— start of Source text —

On the Fourth of July, we celebrate our political independence with fireworks and parades, cookouts and pool parties, but our true political independence gets celebrated every day in newspaper op-ed pages where we spout off about whatever’s bothering us and where one can find editorial or political cartoons lampooning every aspect of our political system in a daily, inexpensive, informative celebration of free speech, one of the freedoms we hold most dear. The tradition of lampooning politics in cartoons is a rich one in Britain, and it traveled to America with the colonists. (The detail pictured above is from an etching commenting on the farmers of Alexandria, Virginia buying their way out of occupation during the War of 1812 with rum and tobacco.)

— end of Source text —
— start of Items —

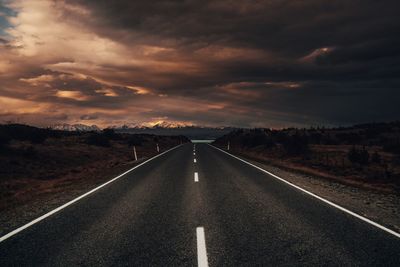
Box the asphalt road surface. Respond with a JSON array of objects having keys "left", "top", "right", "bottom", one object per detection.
[{"left": 0, "top": 144, "right": 400, "bottom": 266}]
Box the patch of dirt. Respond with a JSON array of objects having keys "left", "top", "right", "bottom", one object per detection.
[{"left": 231, "top": 153, "right": 400, "bottom": 232}]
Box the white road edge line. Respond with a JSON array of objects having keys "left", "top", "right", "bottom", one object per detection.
[
  {"left": 0, "top": 145, "right": 181, "bottom": 243},
  {"left": 196, "top": 227, "right": 208, "bottom": 267},
  {"left": 209, "top": 144, "right": 400, "bottom": 238}
]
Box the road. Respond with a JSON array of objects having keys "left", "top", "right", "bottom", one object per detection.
[{"left": 0, "top": 144, "right": 400, "bottom": 266}]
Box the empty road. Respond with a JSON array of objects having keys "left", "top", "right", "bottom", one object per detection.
[{"left": 0, "top": 144, "right": 400, "bottom": 266}]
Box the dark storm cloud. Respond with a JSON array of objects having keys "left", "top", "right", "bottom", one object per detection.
[{"left": 0, "top": 0, "right": 400, "bottom": 126}]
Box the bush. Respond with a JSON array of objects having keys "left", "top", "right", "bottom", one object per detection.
[
  {"left": 23, "top": 146, "right": 37, "bottom": 158},
  {"left": 128, "top": 135, "right": 143, "bottom": 146},
  {"left": 282, "top": 133, "right": 310, "bottom": 156},
  {"left": 347, "top": 147, "right": 369, "bottom": 165},
  {"left": 371, "top": 151, "right": 382, "bottom": 164},
  {"left": 0, "top": 132, "right": 11, "bottom": 148},
  {"left": 86, "top": 133, "right": 110, "bottom": 147}
]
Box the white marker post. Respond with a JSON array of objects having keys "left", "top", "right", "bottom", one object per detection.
[{"left": 133, "top": 146, "right": 137, "bottom": 161}]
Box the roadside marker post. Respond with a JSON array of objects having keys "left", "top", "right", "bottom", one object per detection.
[{"left": 133, "top": 146, "right": 137, "bottom": 161}]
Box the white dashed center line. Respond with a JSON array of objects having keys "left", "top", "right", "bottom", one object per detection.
[{"left": 196, "top": 227, "right": 208, "bottom": 267}]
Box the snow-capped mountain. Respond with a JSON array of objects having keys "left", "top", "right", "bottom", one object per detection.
[{"left": 50, "top": 123, "right": 100, "bottom": 132}]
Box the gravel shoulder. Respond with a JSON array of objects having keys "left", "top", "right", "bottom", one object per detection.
[{"left": 231, "top": 151, "right": 400, "bottom": 232}]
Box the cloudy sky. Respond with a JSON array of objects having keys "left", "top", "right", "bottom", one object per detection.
[{"left": 0, "top": 0, "right": 400, "bottom": 127}]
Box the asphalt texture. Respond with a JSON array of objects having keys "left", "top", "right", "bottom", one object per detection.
[{"left": 0, "top": 144, "right": 400, "bottom": 266}]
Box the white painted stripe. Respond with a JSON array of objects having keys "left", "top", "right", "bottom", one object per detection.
[
  {"left": 210, "top": 145, "right": 400, "bottom": 238},
  {"left": 0, "top": 145, "right": 181, "bottom": 242},
  {"left": 196, "top": 227, "right": 208, "bottom": 267}
]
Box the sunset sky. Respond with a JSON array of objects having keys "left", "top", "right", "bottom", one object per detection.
[{"left": 0, "top": 0, "right": 400, "bottom": 127}]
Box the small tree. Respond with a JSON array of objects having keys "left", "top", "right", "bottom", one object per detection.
[
  {"left": 347, "top": 146, "right": 360, "bottom": 164},
  {"left": 371, "top": 151, "right": 382, "bottom": 164}
]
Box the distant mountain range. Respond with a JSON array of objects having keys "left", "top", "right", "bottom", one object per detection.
[
  {"left": 50, "top": 122, "right": 236, "bottom": 140},
  {"left": 50, "top": 123, "right": 101, "bottom": 132}
]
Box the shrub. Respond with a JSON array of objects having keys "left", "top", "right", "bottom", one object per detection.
[
  {"left": 86, "top": 133, "right": 110, "bottom": 147},
  {"left": 282, "top": 133, "right": 310, "bottom": 156},
  {"left": 347, "top": 147, "right": 369, "bottom": 165},
  {"left": 128, "top": 135, "right": 143, "bottom": 146},
  {"left": 371, "top": 151, "right": 382, "bottom": 164},
  {"left": 0, "top": 132, "right": 11, "bottom": 148}
]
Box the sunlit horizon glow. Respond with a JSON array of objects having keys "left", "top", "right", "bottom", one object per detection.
[{"left": 0, "top": 0, "right": 400, "bottom": 128}]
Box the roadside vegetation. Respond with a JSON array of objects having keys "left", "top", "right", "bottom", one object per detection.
[
  {"left": 0, "top": 124, "right": 189, "bottom": 232},
  {"left": 214, "top": 122, "right": 400, "bottom": 192}
]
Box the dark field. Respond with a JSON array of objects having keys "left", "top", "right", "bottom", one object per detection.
[
  {"left": 215, "top": 122, "right": 400, "bottom": 193},
  {"left": 0, "top": 124, "right": 189, "bottom": 234}
]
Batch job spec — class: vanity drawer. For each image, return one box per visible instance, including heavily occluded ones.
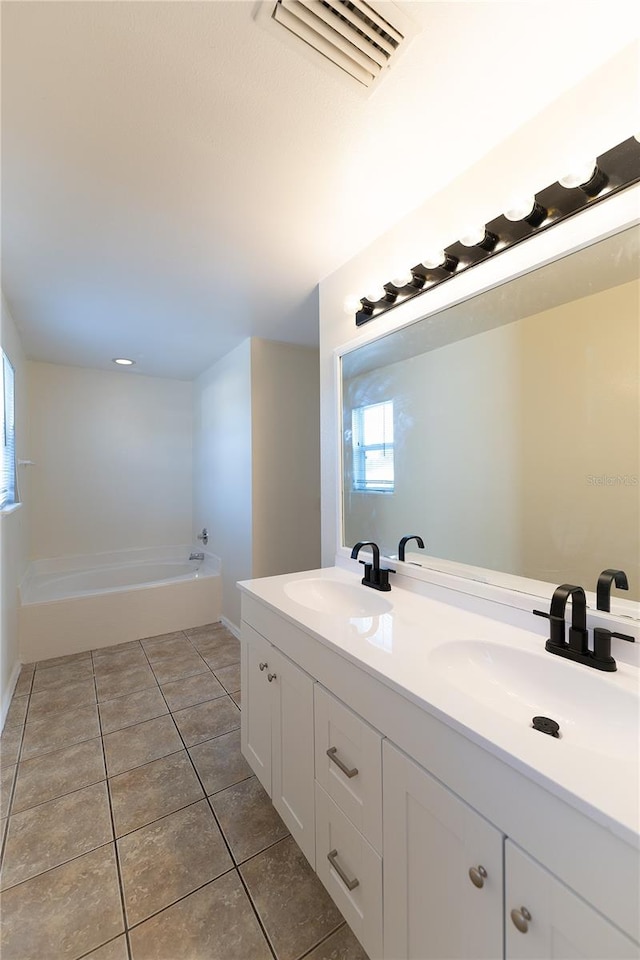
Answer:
[316,782,382,960]
[314,683,382,853]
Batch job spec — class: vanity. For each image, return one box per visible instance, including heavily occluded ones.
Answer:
[240,560,640,960]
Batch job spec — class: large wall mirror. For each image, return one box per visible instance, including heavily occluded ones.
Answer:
[342,227,640,613]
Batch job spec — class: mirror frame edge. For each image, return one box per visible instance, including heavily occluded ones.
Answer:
[332,184,640,625]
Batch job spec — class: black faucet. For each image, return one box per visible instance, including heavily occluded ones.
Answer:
[533,583,633,672]
[351,540,395,592]
[596,570,629,613]
[398,533,424,561]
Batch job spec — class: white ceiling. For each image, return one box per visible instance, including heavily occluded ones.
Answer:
[2,0,638,379]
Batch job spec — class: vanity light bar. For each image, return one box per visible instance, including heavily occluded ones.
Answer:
[356,136,640,327]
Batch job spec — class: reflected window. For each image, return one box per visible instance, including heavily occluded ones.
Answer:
[351,400,394,493]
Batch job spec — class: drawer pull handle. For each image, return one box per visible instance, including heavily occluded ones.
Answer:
[469,865,487,890]
[327,850,360,890]
[511,907,531,933]
[327,747,358,780]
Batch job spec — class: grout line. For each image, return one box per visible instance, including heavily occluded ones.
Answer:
[93,673,131,958]
[296,918,348,960]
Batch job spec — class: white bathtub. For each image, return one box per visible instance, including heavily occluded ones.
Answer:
[19,546,222,663]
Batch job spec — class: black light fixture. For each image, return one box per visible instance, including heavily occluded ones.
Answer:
[356,135,640,327]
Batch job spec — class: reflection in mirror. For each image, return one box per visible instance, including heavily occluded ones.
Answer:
[342,228,640,600]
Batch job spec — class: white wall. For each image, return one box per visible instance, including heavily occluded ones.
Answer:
[320,42,640,565]
[27,362,192,560]
[193,340,253,626]
[194,339,320,627]
[0,298,30,729]
[251,339,320,577]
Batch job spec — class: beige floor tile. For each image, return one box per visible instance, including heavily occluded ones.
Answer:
[27,673,96,722]
[151,647,210,683]
[2,783,113,890]
[31,657,93,693]
[118,800,233,926]
[12,737,106,813]
[83,934,129,960]
[211,777,289,863]
[98,687,169,734]
[93,644,149,680]
[109,750,204,837]
[189,730,252,795]
[13,664,35,697]
[198,633,240,670]
[103,716,183,777]
[161,667,225,710]
[33,650,91,673]
[96,664,156,702]
[130,871,272,960]
[21,703,100,760]
[0,724,24,766]
[240,837,343,960]
[173,697,240,747]
[2,844,124,960]
[4,691,28,729]
[215,663,240,693]
[184,620,229,647]
[0,763,18,817]
[305,923,369,960]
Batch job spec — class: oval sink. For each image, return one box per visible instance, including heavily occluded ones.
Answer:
[429,640,640,759]
[284,577,392,619]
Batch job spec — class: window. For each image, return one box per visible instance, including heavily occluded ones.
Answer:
[0,350,18,510]
[351,400,394,493]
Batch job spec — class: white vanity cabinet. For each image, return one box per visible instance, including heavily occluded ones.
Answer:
[241,624,316,869]
[383,741,502,960]
[505,840,640,960]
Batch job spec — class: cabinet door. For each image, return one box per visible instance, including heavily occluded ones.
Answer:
[240,623,275,796]
[382,741,502,960]
[268,648,316,869]
[505,839,640,960]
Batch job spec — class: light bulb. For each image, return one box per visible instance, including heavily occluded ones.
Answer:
[505,197,536,223]
[422,250,447,270]
[343,293,362,316]
[558,160,598,190]
[460,227,487,247]
[391,270,413,287]
[365,286,387,303]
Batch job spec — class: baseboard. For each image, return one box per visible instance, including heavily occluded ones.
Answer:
[0,661,22,733]
[220,617,240,640]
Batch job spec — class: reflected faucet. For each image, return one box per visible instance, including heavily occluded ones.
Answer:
[596,570,629,613]
[351,540,395,592]
[398,533,424,562]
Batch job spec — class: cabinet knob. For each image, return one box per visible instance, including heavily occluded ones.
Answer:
[511,907,531,933]
[469,864,487,890]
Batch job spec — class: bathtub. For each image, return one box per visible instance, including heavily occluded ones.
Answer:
[18,545,222,663]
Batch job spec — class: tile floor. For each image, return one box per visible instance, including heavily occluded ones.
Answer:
[0,624,367,960]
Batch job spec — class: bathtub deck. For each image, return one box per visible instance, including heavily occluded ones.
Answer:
[0,623,366,960]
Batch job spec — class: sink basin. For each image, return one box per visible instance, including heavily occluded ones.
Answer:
[429,640,640,760]
[284,577,392,619]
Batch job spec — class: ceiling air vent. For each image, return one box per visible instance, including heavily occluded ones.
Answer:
[258,0,415,88]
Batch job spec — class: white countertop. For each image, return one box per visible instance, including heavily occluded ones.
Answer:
[238,567,640,846]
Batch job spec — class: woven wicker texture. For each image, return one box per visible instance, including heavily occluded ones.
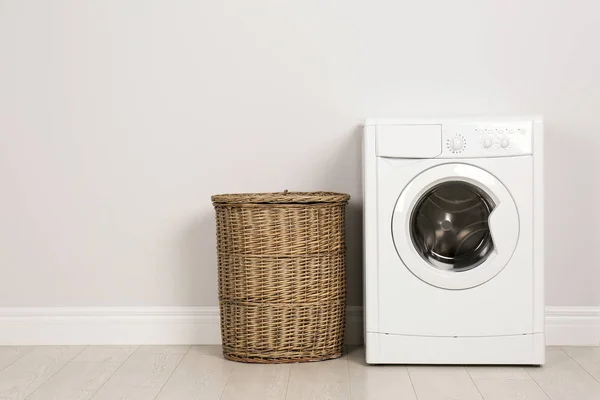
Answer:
[212,192,350,363]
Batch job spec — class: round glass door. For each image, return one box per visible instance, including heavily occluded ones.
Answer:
[392,163,520,290]
[410,181,495,272]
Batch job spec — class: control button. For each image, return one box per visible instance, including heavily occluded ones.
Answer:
[450,137,465,151]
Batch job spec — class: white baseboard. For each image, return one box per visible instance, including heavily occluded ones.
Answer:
[0,306,600,346]
[546,307,600,346]
[0,307,221,345]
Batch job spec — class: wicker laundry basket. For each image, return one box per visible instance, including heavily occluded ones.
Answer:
[212,191,350,363]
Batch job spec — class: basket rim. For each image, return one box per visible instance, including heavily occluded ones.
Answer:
[210,190,350,205]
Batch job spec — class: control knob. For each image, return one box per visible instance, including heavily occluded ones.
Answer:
[450,137,465,151]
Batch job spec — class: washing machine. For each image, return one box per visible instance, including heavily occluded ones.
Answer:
[363,117,545,365]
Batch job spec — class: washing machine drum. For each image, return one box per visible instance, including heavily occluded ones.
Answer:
[410,181,495,272]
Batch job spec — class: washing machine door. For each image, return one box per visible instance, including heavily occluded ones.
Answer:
[392,163,519,290]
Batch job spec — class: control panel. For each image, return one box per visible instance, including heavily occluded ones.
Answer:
[437,121,533,158]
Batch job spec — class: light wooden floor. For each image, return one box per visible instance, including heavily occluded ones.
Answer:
[0,346,600,400]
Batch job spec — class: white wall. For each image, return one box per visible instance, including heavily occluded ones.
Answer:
[0,0,600,306]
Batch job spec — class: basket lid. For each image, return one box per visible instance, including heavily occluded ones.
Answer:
[211,190,350,204]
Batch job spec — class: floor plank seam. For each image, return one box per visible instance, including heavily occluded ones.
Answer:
[560,347,600,383]
[346,354,352,399]
[154,345,192,400]
[0,346,35,372]
[463,367,485,400]
[23,346,89,400]
[404,366,419,400]
[219,358,235,400]
[90,346,140,400]
[525,366,552,399]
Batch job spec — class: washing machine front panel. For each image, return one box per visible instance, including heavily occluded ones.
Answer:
[392,163,519,290]
[376,156,535,337]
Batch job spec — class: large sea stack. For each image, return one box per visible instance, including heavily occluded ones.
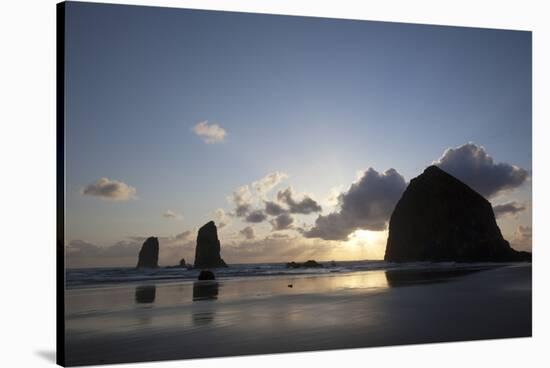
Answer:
[384,166,531,262]
[195,221,227,268]
[137,237,159,268]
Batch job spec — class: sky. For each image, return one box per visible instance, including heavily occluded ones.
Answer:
[65,2,532,267]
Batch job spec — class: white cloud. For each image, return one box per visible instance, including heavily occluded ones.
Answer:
[493,201,527,217]
[162,210,183,219]
[252,171,288,194]
[434,143,529,198]
[303,168,407,240]
[81,178,136,201]
[239,226,256,240]
[193,121,226,144]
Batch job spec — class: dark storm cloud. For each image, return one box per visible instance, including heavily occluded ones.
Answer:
[277,187,322,215]
[434,143,529,198]
[81,178,136,201]
[245,210,267,223]
[239,226,256,240]
[265,201,286,216]
[269,213,294,231]
[303,168,407,240]
[493,201,527,217]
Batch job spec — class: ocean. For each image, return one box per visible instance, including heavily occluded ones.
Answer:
[65,261,502,289]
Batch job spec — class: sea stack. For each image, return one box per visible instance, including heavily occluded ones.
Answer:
[384,166,531,262]
[195,221,227,268]
[137,237,159,268]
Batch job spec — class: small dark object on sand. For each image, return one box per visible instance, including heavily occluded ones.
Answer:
[286,259,323,268]
[199,271,216,280]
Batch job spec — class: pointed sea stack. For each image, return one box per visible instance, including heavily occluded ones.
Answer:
[137,237,159,268]
[195,221,227,268]
[384,166,531,262]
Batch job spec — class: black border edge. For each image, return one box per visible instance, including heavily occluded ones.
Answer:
[55,2,65,366]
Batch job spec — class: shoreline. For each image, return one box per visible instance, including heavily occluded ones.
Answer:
[66,264,532,365]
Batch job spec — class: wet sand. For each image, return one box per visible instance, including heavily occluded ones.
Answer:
[66,264,532,365]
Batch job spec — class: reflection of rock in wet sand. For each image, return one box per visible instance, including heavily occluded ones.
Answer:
[193,281,218,301]
[193,312,214,326]
[136,285,157,303]
[386,267,486,287]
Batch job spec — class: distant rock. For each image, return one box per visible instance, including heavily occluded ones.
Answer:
[137,237,159,268]
[384,166,531,262]
[286,259,323,268]
[195,221,227,268]
[193,281,219,300]
[199,270,216,280]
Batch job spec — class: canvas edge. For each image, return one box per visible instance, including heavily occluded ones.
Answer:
[56,2,65,366]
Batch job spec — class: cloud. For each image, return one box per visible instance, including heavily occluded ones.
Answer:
[493,201,527,218]
[269,213,294,231]
[214,208,231,229]
[302,168,407,240]
[229,185,252,217]
[65,231,195,268]
[176,230,193,240]
[239,226,256,240]
[511,225,533,251]
[81,178,136,201]
[245,210,267,223]
[265,201,287,216]
[252,171,288,194]
[277,187,322,215]
[434,143,529,198]
[162,210,183,219]
[193,121,226,144]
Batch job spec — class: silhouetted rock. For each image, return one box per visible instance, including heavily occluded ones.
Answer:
[286,259,323,268]
[199,270,216,280]
[137,237,159,268]
[195,221,227,268]
[193,281,219,301]
[384,166,531,262]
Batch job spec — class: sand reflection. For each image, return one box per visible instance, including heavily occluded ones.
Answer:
[135,285,157,304]
[193,281,219,301]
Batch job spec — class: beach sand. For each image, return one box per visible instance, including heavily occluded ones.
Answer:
[66,264,532,365]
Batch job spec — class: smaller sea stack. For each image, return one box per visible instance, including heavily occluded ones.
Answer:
[195,221,227,268]
[137,236,159,268]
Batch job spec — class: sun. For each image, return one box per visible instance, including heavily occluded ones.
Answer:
[348,229,387,245]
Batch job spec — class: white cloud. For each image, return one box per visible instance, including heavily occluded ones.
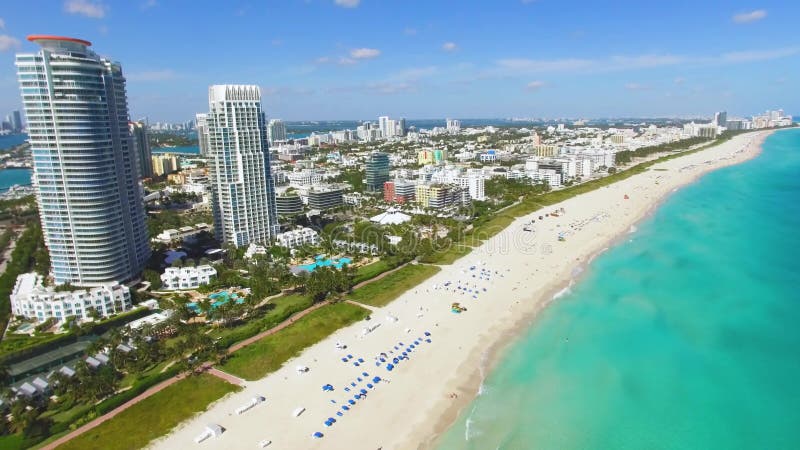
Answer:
[336,57,358,66]
[333,0,361,8]
[733,9,767,23]
[485,47,800,76]
[525,80,545,92]
[0,34,20,52]
[64,0,106,19]
[367,82,417,95]
[350,48,381,59]
[625,83,650,91]
[497,58,594,73]
[125,69,178,82]
[389,66,439,81]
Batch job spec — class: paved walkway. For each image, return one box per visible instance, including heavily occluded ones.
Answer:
[206,367,245,386]
[353,263,409,290]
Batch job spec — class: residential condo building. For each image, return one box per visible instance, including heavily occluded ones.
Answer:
[15,35,150,286]
[206,85,279,247]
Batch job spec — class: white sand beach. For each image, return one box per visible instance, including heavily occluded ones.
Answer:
[151,131,770,450]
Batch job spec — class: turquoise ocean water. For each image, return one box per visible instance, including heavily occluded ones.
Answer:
[438,130,800,450]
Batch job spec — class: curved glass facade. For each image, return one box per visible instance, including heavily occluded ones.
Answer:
[16,37,150,286]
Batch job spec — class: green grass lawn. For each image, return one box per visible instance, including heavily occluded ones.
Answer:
[222,303,369,380]
[211,294,314,346]
[353,259,397,284]
[58,374,239,450]
[348,264,442,306]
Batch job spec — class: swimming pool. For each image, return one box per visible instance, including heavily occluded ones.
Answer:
[297,255,352,272]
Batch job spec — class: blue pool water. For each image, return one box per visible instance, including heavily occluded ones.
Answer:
[438,130,800,450]
[297,256,351,272]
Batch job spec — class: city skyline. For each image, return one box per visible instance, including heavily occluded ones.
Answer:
[0,0,800,121]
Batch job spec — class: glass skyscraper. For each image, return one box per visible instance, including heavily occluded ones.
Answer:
[206,85,279,247]
[364,152,389,192]
[15,36,150,286]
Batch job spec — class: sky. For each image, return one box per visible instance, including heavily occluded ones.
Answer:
[0,0,800,122]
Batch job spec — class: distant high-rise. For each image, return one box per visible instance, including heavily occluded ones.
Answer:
[447,119,461,133]
[267,119,286,145]
[15,36,150,286]
[378,116,389,139]
[207,85,279,247]
[194,114,208,156]
[130,122,153,178]
[364,152,389,192]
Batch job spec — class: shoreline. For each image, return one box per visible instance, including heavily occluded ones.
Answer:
[418,131,774,450]
[150,128,770,449]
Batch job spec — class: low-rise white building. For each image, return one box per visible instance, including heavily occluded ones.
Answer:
[161,264,217,291]
[275,227,319,248]
[10,273,132,322]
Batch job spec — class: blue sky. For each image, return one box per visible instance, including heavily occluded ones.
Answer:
[0,0,800,121]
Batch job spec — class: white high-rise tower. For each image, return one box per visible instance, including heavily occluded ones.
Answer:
[206,85,278,247]
[15,36,150,286]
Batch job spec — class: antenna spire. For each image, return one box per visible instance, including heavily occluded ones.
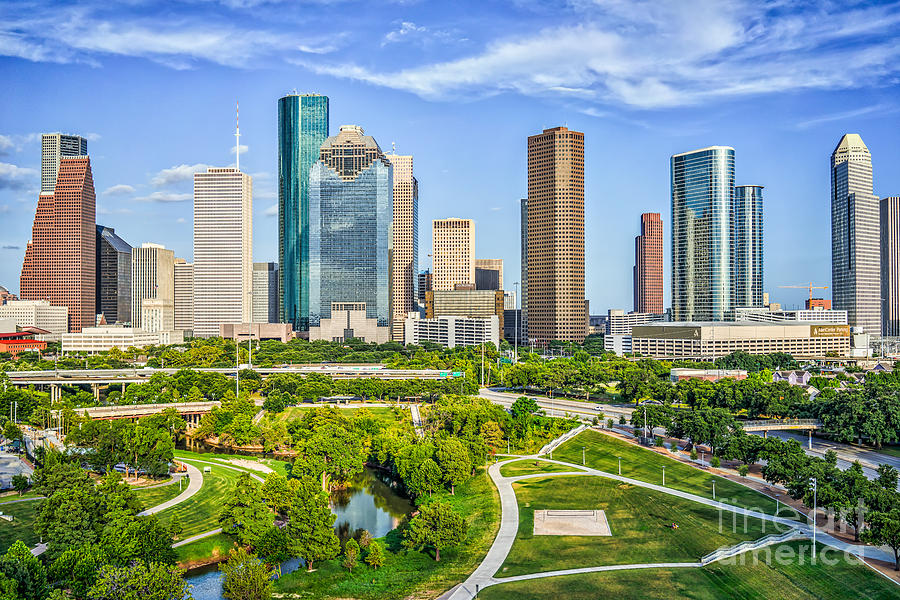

— end of Items —

Requirements ->
a) Please reproduce the part of the political cartoons passage above starting with "On the Fourth" and going on through "rum and tobacco.)", keeping every word and mark unchanged.
b) Name each way of celebrating the Fourth of July that the political cartoons passage mentions.
c) Extend the political cartoons passage beyond its final sentence with a few sentences of your own.

Answers ->
a)
On the Fourth of July, we celebrate our political independence with fireworks and parades, cookouts and pool parties, but our true political independence gets celebrated every day in newspaper op-ed pages where we spout off about whatever’s bothering us and where one can find editorial or political cartoons lampooning every aspect of our political system in a daily, inexpensive, informative celebration of free speech, one of the freedoms we hold most dear. The tradition of lampooning politics in cartoons is a rich one in Britain, and it traveled to America with the colonists. (The detail pictured above is from an etching commenting on the farmers of Alexandria, Virginia buying their way out of occupation during the War of 1812 with rum and tobacco.)

b)
- fireworks
- parades
- cookouts
- pool parties

c)
Cartoons might seem silly or pointless decades later, but in reality, they’re very valuable resources to scholars. As the old English proverb goes, many a true word has been spoken in jest, and as is the case with editorial cartoons today, these simple sketches and brief blurbs belie the wealth of information contained about some of the more difficult aspects of history to decipher: what our sense of humor as a culture is like, what we find funny or frustrating or just worthy of comment. They also offer a subtle view of historical events that is sometimes otherwise lost to history. For instance, many people who’ve just taken a history course or two have the sense that the Civil War was popular and that Abraham Lincoln was beloved by everyone north of the Mason-Dixon. In reality, one could tell the entire history of the Civil War, including the political breakdown that preceded it and the frustrating muddle that followed it via editorial cartoons, many of which illustrate a deep disdain or hatred of Lincoln that might surprise people today.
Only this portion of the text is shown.